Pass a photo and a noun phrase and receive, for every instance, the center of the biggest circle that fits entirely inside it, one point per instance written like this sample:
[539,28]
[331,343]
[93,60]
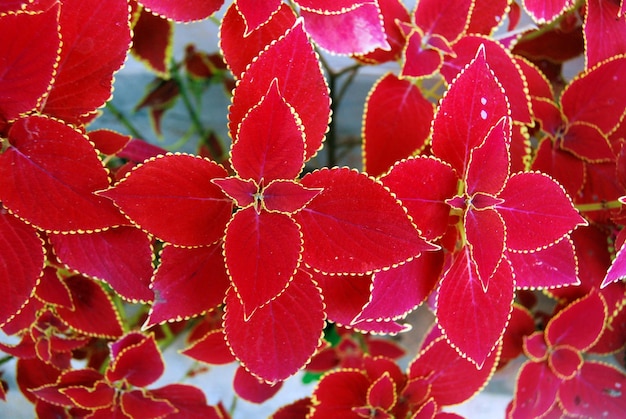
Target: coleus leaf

+===+

● Directions for this task
Above are the records; repeat them all exactly, without the pictures.

● Response area
Pass a photo and a noun phrase and receive, for every instance, the center of the biggest circle that fits entirely inside it, one point per instance written like this sample:
[539,28]
[331,343]
[93,60]
Target: coleus leaf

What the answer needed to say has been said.